Your objective -
Arrange every line of the rows below as a numbered list, skipping any blank lines. Leave the pictures out of your answer.

Stored data:
[Start of Attachment]

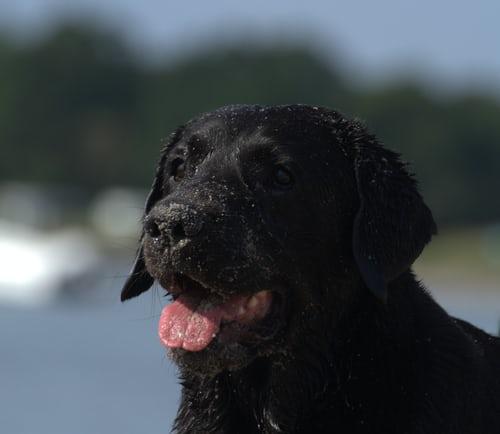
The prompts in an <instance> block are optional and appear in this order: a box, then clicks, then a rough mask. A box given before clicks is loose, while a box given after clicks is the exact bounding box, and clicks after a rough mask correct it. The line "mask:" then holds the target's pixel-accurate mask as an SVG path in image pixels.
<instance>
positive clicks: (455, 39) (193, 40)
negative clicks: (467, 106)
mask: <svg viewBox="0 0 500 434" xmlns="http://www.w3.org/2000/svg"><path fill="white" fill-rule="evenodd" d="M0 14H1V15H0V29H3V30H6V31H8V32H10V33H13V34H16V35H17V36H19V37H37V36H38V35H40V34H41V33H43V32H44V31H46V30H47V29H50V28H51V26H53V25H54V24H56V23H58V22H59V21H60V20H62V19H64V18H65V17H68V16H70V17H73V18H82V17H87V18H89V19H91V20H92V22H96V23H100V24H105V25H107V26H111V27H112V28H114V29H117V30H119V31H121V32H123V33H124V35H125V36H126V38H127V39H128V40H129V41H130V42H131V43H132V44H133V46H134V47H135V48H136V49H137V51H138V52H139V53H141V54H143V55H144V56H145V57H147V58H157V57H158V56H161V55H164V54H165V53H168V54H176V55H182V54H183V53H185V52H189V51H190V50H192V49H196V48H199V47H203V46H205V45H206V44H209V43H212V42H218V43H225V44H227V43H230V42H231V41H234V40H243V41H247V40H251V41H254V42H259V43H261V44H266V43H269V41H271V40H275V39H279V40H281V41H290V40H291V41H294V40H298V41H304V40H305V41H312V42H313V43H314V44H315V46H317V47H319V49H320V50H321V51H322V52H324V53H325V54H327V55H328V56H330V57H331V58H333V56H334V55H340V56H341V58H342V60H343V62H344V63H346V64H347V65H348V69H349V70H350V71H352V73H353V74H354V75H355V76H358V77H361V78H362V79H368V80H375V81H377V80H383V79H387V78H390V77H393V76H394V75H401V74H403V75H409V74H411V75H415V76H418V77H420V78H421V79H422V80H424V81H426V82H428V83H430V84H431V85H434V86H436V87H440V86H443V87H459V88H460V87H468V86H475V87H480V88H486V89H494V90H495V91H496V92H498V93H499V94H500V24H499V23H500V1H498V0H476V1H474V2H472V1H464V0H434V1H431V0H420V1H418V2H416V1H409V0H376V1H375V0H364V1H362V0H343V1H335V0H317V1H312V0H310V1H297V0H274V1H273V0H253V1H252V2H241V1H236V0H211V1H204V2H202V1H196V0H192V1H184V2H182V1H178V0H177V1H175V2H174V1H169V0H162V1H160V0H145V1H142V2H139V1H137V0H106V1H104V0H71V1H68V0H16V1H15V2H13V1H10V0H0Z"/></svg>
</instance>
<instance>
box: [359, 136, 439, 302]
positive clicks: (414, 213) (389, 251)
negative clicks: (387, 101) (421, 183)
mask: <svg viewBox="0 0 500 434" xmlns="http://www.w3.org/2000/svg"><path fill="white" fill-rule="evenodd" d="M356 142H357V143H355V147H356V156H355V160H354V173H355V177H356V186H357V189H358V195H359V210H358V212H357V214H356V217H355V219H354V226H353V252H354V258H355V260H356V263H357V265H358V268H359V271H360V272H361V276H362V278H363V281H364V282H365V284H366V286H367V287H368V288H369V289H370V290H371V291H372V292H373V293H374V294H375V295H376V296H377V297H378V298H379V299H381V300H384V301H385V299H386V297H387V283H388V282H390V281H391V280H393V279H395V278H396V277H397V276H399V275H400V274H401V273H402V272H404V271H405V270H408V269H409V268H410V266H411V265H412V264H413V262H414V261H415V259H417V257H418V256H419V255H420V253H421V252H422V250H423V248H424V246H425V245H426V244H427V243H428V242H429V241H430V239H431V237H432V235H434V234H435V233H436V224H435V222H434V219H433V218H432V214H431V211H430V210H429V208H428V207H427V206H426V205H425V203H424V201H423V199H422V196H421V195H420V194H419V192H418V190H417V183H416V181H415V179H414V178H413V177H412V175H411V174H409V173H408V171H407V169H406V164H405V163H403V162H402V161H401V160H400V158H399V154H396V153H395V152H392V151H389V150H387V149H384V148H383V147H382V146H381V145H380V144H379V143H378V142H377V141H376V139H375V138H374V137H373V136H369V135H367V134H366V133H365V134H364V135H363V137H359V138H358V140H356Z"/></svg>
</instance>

[End of Attachment]

Worked solution -
1. The prompts in an <instance> block are optional and appear in this order: a box, then clicks, then a rough mask. A box given before clicks is loose, while a box given after clicks is the exact bounding box, and clicks after a rough mask correct it. The line "mask:" then holds the target's pixel-accurate mask as an SVG path in image pixels.
2. <instance>
3. positive clicks: (455, 39) (193, 40)
4. negative clicks: (467, 106)
5. mask: <svg viewBox="0 0 500 434" xmlns="http://www.w3.org/2000/svg"><path fill="white" fill-rule="evenodd" d="M0 14H1V15H0V29H3V30H6V31H8V32H10V33H13V34H16V35H17V36H19V37H37V36H38V35H40V34H41V33H43V32H44V31H46V30H47V29H50V28H51V26H53V25H54V24H56V23H58V22H59V21H60V20H62V19H64V18H65V17H68V16H70V17H73V18H82V17H87V18H89V19H91V20H92V22H96V23H100V24H105V25H107V26H111V27H112V28H114V29H117V30H119V31H121V32H123V33H124V35H125V36H126V38H127V39H128V40H129V41H130V42H131V43H132V44H133V46H134V47H135V48H136V49H137V51H138V52H139V53H141V54H143V55H144V56H145V57H147V58H157V57H158V56H161V55H164V54H165V53H168V54H176V55H182V54H183V53H185V52H189V51H190V50H192V49H196V48H199V47H203V46H205V45H206V44H209V43H212V42H218V43H225V44H227V43H230V42H231V41H234V40H243V41H247V40H251V41H254V42H259V43H261V44H266V43H269V41H271V40H275V39H279V40H281V41H290V40H291V41H294V40H298V41H304V40H305V41H312V42H313V43H314V44H315V46H317V47H319V49H320V50H321V51H322V52H324V53H325V54H327V55H328V56H330V57H331V58H333V56H334V55H340V56H341V58H342V60H343V62H344V63H346V64H347V65H348V69H349V70H350V71H352V73H353V74H354V75H355V76H358V77H361V78H362V79H368V80H375V81H377V80H383V79H387V78H390V77H393V76H394V75H401V74H403V75H409V74H411V75H415V76H418V77H420V78H421V79H422V80H424V81H426V82H428V83H430V84H431V85H434V86H436V87H440V86H443V87H459V88H460V87H468V86H475V87H480V88H486V89H494V90H495V91H496V92H498V93H499V94H500V24H499V23H500V1H498V0H476V1H474V2H472V1H464V0H434V1H431V0H420V1H418V2H416V1H409V0H376V1H375V0H364V1H362V0H343V1H335V0H317V1H312V0H310V1H297V0H274V1H273V0H253V1H252V2H241V1H236V0H211V1H204V2H202V1H196V0H192V1H184V2H182V1H178V0H177V1H175V2H174V1H169V0H162V1H160V0H145V1H142V2H139V1H137V0H106V1H104V0H71V1H68V0H16V1H15V2H13V1H10V0H0Z"/></svg>
6. </instance>
7. <instance>
8. box: [359, 136, 439, 302]
9. positive clicks: (414, 213) (389, 251)
10. negative clicks: (387, 101) (421, 183)
11. mask: <svg viewBox="0 0 500 434" xmlns="http://www.w3.org/2000/svg"><path fill="white" fill-rule="evenodd" d="M356 142H357V143H355V147H356V156H355V160H354V173H355V177H356V186H357V189H358V195H359V210H358V212H357V214H356V217H355V219H354V226H353V252H354V258H355V260H356V263H357V265H358V268H359V271H360V272H361V276H362V278H363V281H364V282H365V284H366V286H367V287H368V288H369V289H370V290H371V291H372V292H373V293H374V294H375V295H376V296H377V297H378V298H379V299H381V300H384V301H385V299H386V297H387V283H388V282H390V281H391V280H393V279H395V278H396V277H397V276H399V275H400V274H401V273H402V272H404V271H405V270H408V269H409V268H410V266H411V265H412V264H413V262H414V261H415V259H417V257H418V256H419V255H420V253H421V252H422V250H423V248H424V246H425V245H426V244H427V243H428V242H429V241H430V239H431V237H432V235H434V234H435V233H436V224H435V222H434V219H433V218H432V214H431V211H430V210H429V208H428V207H427V206H426V205H425V203H424V201H423V199H422V196H421V195H420V194H419V192H418V190H417V183H416V181H415V179H414V178H413V177H412V175H411V174H409V173H408V171H407V169H406V164H405V163H403V162H402V161H401V160H400V158H399V154H396V153H395V152H392V151H389V150H387V149H384V148H383V147H382V146H381V145H380V144H379V143H378V142H377V141H376V139H375V138H374V137H373V136H369V135H367V134H366V133H365V134H364V135H363V137H359V138H358V140H356Z"/></svg>
12. </instance>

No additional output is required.